本题任务 1: 请照原样抄写练习材料中的若干行：从含有“like (937, 650).”的那一行开始，到含有“(1111, 569)”的那一行结束，首尾两行都包括在内。

阅读文段:
DBID      |SNAP_ID|INSTANCE_NUMBER|BEGIN_INTERVAL_TIME    |END_INTERVAL_TIME      |Redo/s (bytes)|Logical Reads/s|Phys Reads/s|Executes/s|Transactions/s|Redo/Tx (bytes)|Logical Reads/Tx|Phys Reads/Tx|Read KB/Tx|
----------+-------+---------------+-----------------------+-----------------------+--------------+---------------+------------+----------+--------------+---------------+----------------+-------------+----------+
000000000|   1583|              1|2026-01-22 21:40:52.537|2026-01-22 21:50:52.851|       4602.45|          25.47|           0|      1.33|          0.03|      184098.13|          1018.8|            0|   1450.13|
000000000|   1584|              1|2026-01-22 21:50:52.851|2026-01-22 22:00:53.187|       4607.38|          26.21|           0|       1.4|          0.02|       184602.4|          1050.2|            0|   2113.97|
000000000|   1585|              1|2026-01-22 22:00:53.187|2026-01-22 22:10:53.517|       4623.11|          32.69|           0|       1.2|          0.03|      184924.27|         1307.67|            0|   1466.13|

指標分析說明 - 如何解讀這些標準化數據?

本题任务 2: 把阅读文段中的这句话译成英文：“指標分析說明 - 如何解讀這些標準化數據?”

练习材料:
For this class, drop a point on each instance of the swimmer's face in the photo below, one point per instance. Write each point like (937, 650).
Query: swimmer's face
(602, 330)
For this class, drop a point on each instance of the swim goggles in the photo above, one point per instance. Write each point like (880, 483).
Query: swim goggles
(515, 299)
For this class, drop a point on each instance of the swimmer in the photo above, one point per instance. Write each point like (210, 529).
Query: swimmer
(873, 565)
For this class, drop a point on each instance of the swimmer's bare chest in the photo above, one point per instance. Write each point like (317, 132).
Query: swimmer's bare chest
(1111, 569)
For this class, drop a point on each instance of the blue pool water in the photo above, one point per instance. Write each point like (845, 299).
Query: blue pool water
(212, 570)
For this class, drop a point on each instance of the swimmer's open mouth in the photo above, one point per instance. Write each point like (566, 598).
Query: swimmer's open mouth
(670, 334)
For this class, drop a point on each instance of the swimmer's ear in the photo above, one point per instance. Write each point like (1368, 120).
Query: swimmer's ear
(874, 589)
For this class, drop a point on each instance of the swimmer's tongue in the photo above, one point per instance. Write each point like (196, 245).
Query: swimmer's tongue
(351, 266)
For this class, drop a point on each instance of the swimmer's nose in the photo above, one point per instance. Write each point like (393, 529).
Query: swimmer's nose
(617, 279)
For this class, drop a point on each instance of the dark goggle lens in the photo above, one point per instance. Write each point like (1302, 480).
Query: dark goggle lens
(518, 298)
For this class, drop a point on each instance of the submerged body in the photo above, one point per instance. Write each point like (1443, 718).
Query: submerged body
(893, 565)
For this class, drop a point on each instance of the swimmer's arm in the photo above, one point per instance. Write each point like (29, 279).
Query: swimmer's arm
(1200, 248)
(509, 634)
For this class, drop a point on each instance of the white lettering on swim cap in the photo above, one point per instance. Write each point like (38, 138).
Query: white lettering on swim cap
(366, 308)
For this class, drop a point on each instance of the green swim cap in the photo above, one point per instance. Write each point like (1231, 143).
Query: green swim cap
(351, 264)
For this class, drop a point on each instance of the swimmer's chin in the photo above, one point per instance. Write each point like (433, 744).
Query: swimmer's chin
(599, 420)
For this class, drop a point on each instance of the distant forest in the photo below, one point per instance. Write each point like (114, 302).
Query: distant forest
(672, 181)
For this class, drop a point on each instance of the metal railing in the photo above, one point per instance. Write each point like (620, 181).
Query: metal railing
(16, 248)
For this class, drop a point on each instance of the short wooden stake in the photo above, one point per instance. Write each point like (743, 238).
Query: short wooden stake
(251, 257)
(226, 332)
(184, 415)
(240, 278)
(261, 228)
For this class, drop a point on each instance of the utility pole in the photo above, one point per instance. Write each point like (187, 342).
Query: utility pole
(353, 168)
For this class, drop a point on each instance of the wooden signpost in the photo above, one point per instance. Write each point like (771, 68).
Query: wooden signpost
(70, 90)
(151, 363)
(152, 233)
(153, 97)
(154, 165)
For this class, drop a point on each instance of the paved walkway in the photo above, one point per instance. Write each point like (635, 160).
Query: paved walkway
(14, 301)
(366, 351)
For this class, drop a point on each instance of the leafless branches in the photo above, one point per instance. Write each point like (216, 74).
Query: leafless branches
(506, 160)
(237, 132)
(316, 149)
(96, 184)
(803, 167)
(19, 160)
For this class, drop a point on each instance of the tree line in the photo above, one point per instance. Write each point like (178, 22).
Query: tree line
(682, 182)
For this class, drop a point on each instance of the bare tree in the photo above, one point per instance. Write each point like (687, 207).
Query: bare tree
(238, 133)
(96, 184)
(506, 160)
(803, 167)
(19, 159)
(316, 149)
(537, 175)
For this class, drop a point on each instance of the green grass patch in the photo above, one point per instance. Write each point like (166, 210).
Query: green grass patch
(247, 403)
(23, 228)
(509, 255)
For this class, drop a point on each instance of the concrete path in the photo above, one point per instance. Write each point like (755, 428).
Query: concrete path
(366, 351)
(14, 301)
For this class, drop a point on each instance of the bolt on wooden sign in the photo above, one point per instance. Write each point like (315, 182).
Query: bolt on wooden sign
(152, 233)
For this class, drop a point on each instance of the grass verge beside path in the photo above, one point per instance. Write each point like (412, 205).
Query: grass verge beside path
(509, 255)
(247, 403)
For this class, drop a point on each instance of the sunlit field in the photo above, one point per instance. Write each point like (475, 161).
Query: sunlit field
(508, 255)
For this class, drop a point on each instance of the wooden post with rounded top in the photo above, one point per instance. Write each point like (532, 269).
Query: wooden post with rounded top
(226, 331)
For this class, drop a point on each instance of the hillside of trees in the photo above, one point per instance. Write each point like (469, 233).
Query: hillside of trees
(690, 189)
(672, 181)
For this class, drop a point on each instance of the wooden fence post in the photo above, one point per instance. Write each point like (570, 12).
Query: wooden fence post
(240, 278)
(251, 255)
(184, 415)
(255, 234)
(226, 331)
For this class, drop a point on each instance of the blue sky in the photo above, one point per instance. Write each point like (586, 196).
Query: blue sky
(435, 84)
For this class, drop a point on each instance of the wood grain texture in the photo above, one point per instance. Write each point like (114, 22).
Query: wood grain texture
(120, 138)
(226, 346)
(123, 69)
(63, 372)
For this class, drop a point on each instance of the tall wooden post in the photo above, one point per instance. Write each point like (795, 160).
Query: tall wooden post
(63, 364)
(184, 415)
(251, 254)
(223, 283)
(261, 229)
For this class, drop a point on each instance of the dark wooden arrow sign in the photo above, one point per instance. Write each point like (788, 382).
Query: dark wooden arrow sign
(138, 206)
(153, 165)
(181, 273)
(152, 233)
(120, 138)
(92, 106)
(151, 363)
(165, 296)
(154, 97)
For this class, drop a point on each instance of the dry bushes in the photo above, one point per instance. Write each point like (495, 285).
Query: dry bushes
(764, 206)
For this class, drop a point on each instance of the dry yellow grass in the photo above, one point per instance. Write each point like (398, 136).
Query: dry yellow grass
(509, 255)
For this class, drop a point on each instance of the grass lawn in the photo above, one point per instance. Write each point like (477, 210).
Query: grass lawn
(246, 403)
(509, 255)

==

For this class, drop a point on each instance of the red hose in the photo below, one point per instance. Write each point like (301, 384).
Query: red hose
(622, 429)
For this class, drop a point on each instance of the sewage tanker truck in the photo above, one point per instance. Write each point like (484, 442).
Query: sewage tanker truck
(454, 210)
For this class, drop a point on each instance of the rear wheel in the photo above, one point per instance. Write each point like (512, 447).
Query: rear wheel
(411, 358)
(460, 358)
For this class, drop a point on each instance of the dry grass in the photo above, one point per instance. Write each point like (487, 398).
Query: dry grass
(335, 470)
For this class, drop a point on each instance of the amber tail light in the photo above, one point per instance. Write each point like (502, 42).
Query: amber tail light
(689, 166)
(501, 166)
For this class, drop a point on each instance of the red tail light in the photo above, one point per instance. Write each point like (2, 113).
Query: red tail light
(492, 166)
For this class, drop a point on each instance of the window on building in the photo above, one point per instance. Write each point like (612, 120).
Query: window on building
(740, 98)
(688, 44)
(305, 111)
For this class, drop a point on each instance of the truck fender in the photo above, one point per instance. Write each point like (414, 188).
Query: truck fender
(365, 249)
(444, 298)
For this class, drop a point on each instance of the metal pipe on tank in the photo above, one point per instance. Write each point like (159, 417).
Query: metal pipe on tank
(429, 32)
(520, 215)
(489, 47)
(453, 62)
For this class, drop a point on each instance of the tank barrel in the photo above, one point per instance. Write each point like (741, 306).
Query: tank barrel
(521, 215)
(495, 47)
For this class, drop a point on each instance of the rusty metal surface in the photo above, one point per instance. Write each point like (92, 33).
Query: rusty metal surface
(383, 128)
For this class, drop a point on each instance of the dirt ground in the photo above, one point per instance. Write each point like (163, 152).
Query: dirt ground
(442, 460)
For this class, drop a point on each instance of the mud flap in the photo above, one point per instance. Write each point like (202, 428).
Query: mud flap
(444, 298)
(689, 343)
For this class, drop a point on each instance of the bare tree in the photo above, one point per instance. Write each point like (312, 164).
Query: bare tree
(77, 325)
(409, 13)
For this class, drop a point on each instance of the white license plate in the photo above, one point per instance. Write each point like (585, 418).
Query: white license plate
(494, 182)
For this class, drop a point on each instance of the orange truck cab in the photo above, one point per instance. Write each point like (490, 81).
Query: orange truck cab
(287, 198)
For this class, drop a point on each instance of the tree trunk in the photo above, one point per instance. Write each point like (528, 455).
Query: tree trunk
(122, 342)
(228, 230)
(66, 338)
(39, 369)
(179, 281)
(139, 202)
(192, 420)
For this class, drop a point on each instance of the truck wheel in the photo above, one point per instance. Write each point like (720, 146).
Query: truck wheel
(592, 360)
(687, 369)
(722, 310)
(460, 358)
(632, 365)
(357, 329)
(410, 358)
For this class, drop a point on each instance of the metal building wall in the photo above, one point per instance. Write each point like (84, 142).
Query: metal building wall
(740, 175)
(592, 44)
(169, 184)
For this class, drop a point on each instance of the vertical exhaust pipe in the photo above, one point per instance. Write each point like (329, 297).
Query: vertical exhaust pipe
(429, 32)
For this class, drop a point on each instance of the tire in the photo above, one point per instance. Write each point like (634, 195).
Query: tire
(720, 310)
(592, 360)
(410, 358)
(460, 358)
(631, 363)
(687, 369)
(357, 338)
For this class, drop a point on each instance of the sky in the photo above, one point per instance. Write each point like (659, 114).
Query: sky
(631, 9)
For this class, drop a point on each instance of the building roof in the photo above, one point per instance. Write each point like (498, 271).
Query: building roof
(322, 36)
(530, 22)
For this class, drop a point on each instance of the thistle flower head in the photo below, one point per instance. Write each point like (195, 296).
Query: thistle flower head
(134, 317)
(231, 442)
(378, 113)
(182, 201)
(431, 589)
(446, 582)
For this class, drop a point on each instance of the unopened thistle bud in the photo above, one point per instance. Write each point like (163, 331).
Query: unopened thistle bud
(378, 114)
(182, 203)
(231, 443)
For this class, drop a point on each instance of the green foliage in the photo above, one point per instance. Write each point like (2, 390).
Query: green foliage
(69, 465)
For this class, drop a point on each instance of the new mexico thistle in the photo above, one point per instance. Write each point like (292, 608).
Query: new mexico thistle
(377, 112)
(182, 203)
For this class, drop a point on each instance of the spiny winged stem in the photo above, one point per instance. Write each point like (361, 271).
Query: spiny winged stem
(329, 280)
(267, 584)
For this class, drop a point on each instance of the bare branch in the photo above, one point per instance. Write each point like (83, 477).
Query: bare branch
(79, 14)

---

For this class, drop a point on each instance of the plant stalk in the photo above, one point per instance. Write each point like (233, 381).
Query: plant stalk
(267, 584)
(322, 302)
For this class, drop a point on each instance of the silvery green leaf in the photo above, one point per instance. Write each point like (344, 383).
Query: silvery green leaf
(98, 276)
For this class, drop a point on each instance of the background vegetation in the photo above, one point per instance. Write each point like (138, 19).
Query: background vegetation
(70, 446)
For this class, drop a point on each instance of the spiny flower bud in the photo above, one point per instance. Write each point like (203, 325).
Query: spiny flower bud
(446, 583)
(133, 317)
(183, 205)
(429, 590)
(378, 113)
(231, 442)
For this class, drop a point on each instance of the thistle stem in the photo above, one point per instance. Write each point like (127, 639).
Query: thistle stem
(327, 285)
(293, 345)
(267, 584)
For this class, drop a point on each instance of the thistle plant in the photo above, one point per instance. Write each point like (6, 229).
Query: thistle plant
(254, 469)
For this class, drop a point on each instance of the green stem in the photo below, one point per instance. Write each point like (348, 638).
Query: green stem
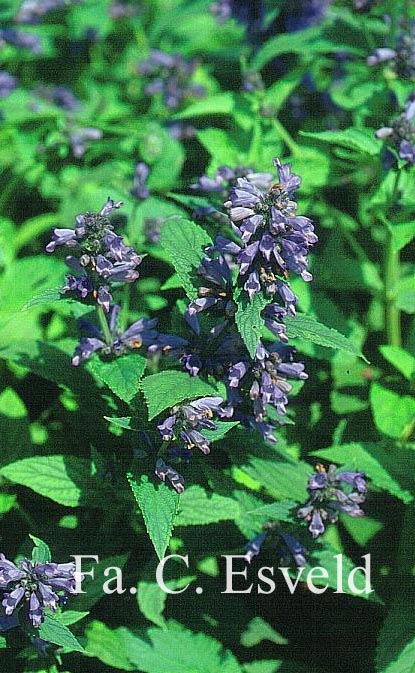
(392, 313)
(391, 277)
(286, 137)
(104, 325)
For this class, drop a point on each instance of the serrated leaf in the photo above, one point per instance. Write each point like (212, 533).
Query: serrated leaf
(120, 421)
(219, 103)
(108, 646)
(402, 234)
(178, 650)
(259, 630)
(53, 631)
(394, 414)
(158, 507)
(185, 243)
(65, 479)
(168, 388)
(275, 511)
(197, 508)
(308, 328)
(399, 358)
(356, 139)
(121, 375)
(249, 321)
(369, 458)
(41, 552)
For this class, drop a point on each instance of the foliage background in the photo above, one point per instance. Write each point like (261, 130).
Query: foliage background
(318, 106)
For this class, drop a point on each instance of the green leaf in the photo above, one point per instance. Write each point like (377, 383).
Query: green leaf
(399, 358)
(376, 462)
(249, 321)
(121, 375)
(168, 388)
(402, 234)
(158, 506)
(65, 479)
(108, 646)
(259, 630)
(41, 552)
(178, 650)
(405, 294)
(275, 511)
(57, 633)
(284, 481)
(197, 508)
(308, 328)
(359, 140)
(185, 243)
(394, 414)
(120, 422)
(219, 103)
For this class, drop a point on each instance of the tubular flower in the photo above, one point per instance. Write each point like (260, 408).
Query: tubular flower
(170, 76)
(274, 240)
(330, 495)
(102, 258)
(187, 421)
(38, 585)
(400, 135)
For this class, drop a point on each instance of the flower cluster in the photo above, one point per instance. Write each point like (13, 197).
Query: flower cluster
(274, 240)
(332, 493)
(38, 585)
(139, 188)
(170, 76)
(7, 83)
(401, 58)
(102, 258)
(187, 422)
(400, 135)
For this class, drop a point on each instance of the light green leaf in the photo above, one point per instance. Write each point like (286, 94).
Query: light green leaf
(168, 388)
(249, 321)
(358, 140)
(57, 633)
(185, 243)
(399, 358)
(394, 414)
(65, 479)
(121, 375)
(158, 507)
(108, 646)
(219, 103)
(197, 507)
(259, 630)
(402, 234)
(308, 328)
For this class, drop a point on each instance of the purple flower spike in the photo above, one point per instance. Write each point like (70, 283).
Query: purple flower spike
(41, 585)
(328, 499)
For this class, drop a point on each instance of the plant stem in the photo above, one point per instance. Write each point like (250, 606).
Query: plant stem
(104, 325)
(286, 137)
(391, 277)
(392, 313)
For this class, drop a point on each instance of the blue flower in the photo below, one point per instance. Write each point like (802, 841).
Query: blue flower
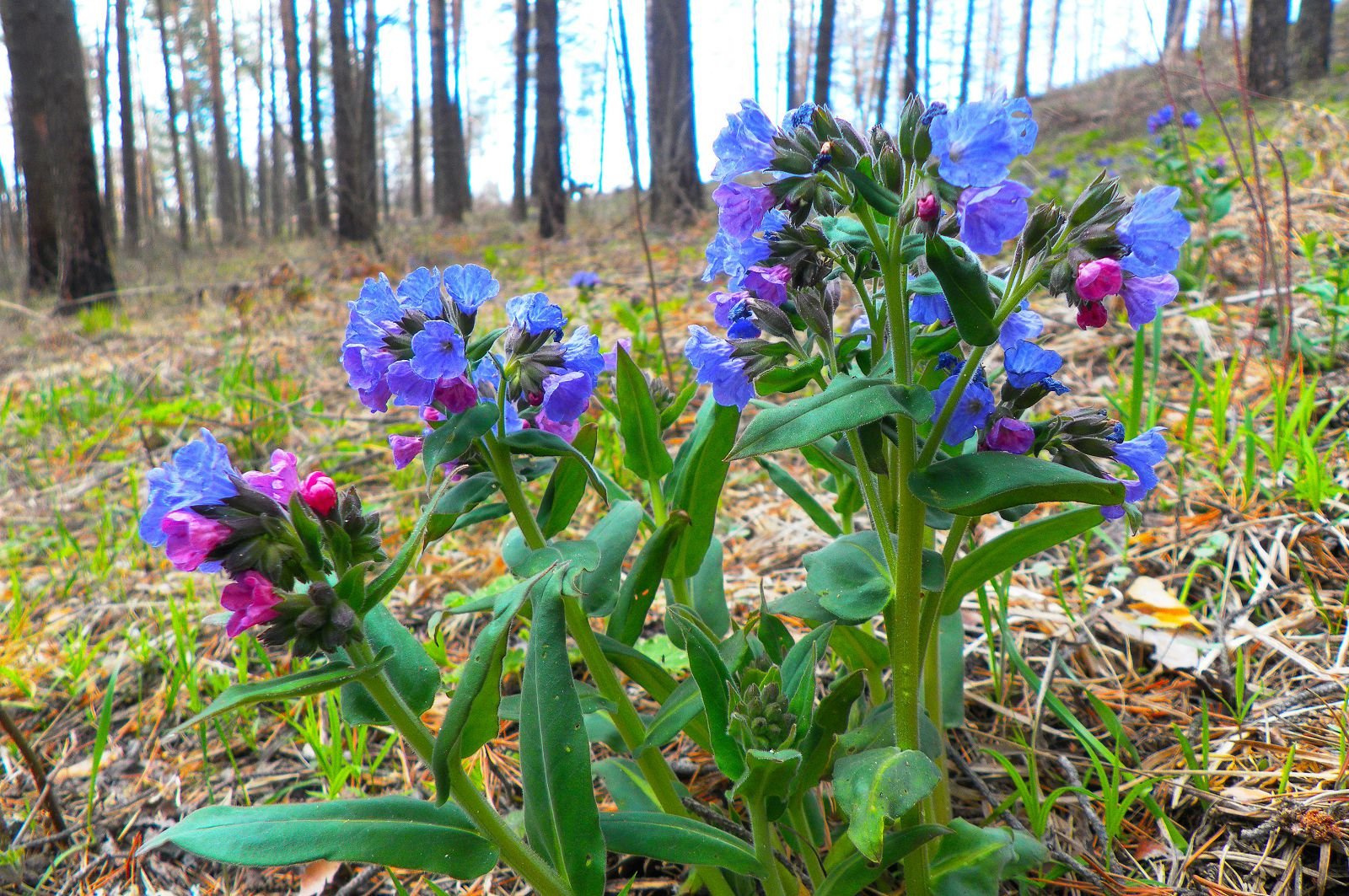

练习答案 1:
For this class, drop a point on each instance of the swimmer's face in the photo below, one point per instance. Write each point like (937, 650).
Query: swimmer's face
(602, 330)
For this class, drop a point on each instance of the swim goggles in the photo above, one point per instance. Write each point like (880, 483).
Query: swim goggles
(515, 299)
For this class, drop a point on each instance of the swimmer in the photo above, one point per instance. Write each point like (210, 529).
Query: swimmer
(873, 565)
For this class, drop a point on each instance of the swimmer's bare chest in the photo above, one point per instance. Write each point like (317, 132).
Query: swimmer's bare chest
(1111, 569)

练习答案 2: Metric analysis explained: how should these normalized figures be interpreted?